**Task to complete:**
Copy all of the material below word for word, keeping every line as it stands.

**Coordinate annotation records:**
################

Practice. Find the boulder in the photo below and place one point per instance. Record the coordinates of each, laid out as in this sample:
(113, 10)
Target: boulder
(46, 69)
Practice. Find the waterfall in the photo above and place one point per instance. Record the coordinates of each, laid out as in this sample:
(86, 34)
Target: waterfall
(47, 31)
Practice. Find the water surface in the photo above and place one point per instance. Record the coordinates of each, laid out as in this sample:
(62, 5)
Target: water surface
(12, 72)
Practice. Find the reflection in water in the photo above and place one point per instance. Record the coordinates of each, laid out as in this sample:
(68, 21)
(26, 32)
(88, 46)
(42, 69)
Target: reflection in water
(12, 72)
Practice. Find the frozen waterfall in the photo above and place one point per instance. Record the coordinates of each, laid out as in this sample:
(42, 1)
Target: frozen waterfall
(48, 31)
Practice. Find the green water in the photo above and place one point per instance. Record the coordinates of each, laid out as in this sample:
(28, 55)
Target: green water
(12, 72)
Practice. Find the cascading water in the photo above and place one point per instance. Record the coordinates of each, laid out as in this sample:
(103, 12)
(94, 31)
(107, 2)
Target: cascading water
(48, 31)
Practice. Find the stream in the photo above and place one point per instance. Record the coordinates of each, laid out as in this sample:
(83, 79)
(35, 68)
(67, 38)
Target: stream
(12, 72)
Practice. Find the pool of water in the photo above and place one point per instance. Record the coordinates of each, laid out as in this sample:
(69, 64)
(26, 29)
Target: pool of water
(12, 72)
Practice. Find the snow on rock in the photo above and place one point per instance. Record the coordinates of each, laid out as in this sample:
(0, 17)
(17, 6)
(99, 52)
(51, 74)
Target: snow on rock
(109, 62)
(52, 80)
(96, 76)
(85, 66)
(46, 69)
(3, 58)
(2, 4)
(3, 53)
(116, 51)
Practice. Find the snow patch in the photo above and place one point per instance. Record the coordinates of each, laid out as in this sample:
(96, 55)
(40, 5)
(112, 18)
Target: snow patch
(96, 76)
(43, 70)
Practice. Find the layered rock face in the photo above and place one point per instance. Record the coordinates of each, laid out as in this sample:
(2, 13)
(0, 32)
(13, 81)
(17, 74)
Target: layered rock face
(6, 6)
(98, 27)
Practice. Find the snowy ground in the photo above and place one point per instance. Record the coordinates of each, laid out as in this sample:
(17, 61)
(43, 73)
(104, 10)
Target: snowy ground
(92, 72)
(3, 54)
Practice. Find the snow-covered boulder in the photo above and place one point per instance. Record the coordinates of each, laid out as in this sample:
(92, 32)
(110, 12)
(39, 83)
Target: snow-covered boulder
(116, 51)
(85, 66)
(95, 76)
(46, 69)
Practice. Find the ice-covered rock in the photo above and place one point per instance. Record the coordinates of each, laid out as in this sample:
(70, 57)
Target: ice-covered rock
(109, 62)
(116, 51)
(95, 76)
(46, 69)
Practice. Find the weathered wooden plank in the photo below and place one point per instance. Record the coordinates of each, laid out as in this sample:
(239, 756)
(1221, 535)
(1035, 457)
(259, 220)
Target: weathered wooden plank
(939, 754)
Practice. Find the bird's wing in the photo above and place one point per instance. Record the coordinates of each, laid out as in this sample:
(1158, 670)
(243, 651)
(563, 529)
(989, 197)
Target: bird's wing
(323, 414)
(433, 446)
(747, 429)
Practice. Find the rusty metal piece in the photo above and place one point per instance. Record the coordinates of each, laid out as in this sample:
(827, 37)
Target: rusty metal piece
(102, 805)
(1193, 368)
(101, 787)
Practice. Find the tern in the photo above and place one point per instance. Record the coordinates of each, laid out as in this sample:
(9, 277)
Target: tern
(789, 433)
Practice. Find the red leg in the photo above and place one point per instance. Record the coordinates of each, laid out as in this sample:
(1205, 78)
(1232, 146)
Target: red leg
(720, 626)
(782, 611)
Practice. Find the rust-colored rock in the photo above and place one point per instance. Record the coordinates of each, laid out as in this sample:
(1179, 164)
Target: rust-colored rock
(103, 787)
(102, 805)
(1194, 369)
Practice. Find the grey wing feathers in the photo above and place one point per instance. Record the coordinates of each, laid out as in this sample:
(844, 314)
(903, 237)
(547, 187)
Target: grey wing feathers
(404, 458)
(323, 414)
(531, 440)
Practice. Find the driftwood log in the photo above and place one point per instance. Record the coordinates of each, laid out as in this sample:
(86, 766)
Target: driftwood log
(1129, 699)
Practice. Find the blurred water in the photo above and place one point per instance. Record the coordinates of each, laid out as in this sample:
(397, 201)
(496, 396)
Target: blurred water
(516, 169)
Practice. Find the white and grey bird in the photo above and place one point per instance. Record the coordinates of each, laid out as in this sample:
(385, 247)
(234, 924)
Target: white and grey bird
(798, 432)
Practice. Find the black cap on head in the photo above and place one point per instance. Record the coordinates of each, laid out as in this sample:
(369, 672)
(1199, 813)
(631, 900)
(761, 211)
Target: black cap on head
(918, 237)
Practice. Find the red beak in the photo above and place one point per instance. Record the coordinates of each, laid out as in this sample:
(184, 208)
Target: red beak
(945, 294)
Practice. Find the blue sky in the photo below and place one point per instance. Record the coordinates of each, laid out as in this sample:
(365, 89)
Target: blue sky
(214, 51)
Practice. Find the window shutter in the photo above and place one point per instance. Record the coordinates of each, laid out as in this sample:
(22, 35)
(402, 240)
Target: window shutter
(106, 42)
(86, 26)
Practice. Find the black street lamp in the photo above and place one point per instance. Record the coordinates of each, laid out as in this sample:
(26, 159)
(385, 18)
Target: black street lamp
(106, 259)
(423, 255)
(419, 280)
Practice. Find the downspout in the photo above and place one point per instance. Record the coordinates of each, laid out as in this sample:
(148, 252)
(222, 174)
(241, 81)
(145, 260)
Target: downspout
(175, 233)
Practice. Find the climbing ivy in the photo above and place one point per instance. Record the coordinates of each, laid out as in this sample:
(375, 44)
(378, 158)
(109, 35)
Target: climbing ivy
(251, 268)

################

**Result for this task:**
Practice. Find the boulder in the photo below and place one point per instance. Record the coordinates of each, laid out as in this sample:
(113, 10)
Target: boulder
(46, 69)
Practice. Find the waterfall in the photo above and place one point per instance. Record the coordinates of each, laid out as in this sample:
(86, 34)
Target: waterfall
(47, 31)
Practice. Find the water surface in the photo above and place one point per instance. Record the coordinates of each, laid out as in this sample:
(62, 5)
Target: water surface
(12, 72)
Practice. Find the reflection in water in the photo above and place one point per instance. Record the coordinates of each, laid out as in this sample:
(68, 21)
(26, 32)
(88, 46)
(42, 69)
Target: reflection in water
(12, 72)
Practice. Find the frozen waterfall in the photo above and place one point per instance. Record the coordinates of each, laid out as in this sample:
(42, 1)
Target: frozen waterfall
(48, 31)
Practice. Find the green water in the photo above and place one point per instance. Record the coordinates of each, laid out as in this sample:
(28, 55)
Target: green water
(12, 72)
Practice. Find the cascading water in the photo above and place one point per instance. Record the coordinates of each, laid out as in this sample:
(103, 12)
(94, 31)
(107, 2)
Target: cascading water
(48, 31)
Practice. Find the stream in the photo above and place one point per instance. Record the coordinates of each, laid out as in this sample:
(83, 79)
(35, 68)
(67, 38)
Target: stream
(12, 72)
Practice. Find the pool of water in the photo above and place one point per instance. Record the coordinates of each, laid out as in this sample:
(69, 64)
(26, 29)
Target: pool of water
(12, 72)
Practice. Find the snow on rock in the photo above and place one point per instance. Record the coordinates of each, laid out as in this sample:
(0, 17)
(17, 6)
(99, 52)
(51, 74)
Target: snow on rock
(109, 62)
(52, 80)
(96, 76)
(85, 66)
(46, 69)
(3, 58)
(2, 4)
(3, 53)
(116, 51)
Practice. Find the snow patch in the photo above and place one point per instance. Record the coordinates of each, laid out as in this sample:
(96, 55)
(40, 5)
(112, 18)
Target: snow patch
(96, 76)
(43, 70)
Practice. Find the layered rock face in the photo above and place one point per instance. Record the coordinates of each, laid out as in this sample:
(2, 13)
(0, 32)
(13, 81)
(17, 74)
Target: layered rock face
(6, 6)
(98, 27)
Practice. Find the snowy ground in the photo above and place one point per instance. Record the coordinates of each, laid out as in this sample:
(17, 61)
(43, 73)
(104, 10)
Target: snowy ground
(92, 72)
(3, 54)
Practice. Find the snow-covered boulder in the photo above and place one point per instance. Record the coordinates of each, laid out as in this sample:
(92, 32)
(110, 12)
(39, 83)
Target: snow-covered boulder
(116, 51)
(85, 66)
(95, 76)
(46, 69)
Practice. Find the ice-covered rock in the photo above and place one point per instance. Record the coordinates of each, laid out as in this sample:
(70, 57)
Target: ice-covered rock
(109, 62)
(116, 51)
(95, 76)
(46, 69)
Practice. Find the weathered wooden plank in the photo below and place one point per instance. Record the coordinates of each, laid out as in this sample:
(239, 756)
(1221, 535)
(1035, 457)
(259, 220)
Target: weathered wooden plank
(939, 754)
Practice. Find the bird's wing in the photo above and place one point per instance. Record the coordinates of each, laid out as in this sample:
(1158, 670)
(243, 651)
(563, 529)
(989, 197)
Target: bird's wing
(323, 414)
(433, 446)
(747, 429)
Practice. Find the rusty metal piece in the photo above and place one point per instance. Record the coordinates of each, laid out as in this sample:
(827, 37)
Target: rusty metal piece
(102, 805)
(1193, 368)
(101, 787)
Practice. Find the tern in the photo above and place one point per instance. Record the coordinates of each, laid out as in this sample:
(9, 277)
Target: tern
(789, 433)
Practice. Find the red leg in the photo above and place one point per instance. Record the coordinates of each, laid out as in this sample:
(1205, 78)
(1232, 146)
Target: red leg
(720, 626)
(782, 611)
Practice. Find the rust-colored rock in the photo above and place one point per instance. Record the coordinates of each, laid out as in this sample:
(1179, 164)
Target: rust-colored rock
(103, 787)
(102, 805)
(1194, 369)
Practice. Find the grey wing feathers in the photo above and place one point per instance. Record the coordinates of each, laid out as in this sample:
(844, 314)
(903, 237)
(547, 187)
Target: grey wing feathers
(404, 458)
(323, 414)
(531, 440)
Practice. Find the driftwood log in the photo above and place one point per instance. Record the coordinates of each, laid out as in this sample:
(86, 766)
Target: driftwood log
(1129, 699)
Practice. Find the blurred water in the photo above and place one point per instance. Record the coordinates of each, laid out as in this sample:
(397, 201)
(496, 396)
Target: blurred water
(516, 169)
Practice. Find the white and grey bird in the photo above and place one point per instance. Record the coordinates of each, laid out as in this sample:
(385, 247)
(234, 924)
Target: white and grey bird
(798, 432)
Practice. Find the black cap on head in the photo above and place one point per instance. Record the coordinates of each, laid out as in this sample:
(369, 672)
(1199, 813)
(631, 900)
(761, 211)
Target: black cap on head
(918, 237)
Practice. Find the red beak in the photo above and place one point per instance. Record the coordinates of each, laid out as in this sample:
(184, 208)
Target: red beak
(945, 294)
Practice. Find the blue sky in the photo below and place one point per instance. Record the coordinates of each, laid out as in this sample:
(365, 89)
Target: blue sky
(214, 51)
Practice. Find the window shutter in the photo above and place one point per instance. Record the coordinates of each, laid out as in this sample:
(22, 35)
(402, 240)
Target: window shutter
(106, 42)
(86, 26)
Practice. Find the black street lamp in the photo above and place one point per instance. Record the coordinates of each, laid out as in this sample:
(26, 159)
(385, 18)
Target: black street lamp
(106, 259)
(423, 255)
(419, 280)
Practice. Find the downspout in the photo above and place one point per instance. Record the coordinates of each, laid out as in this sample:
(148, 252)
(222, 174)
(241, 81)
(145, 260)
Target: downspout
(175, 233)
Practice. Find the climbing ivy in the photo above and place one point per instance. Record the coordinates of each, laid out as in this sample:
(375, 44)
(378, 158)
(109, 35)
Target: climbing ivy
(251, 268)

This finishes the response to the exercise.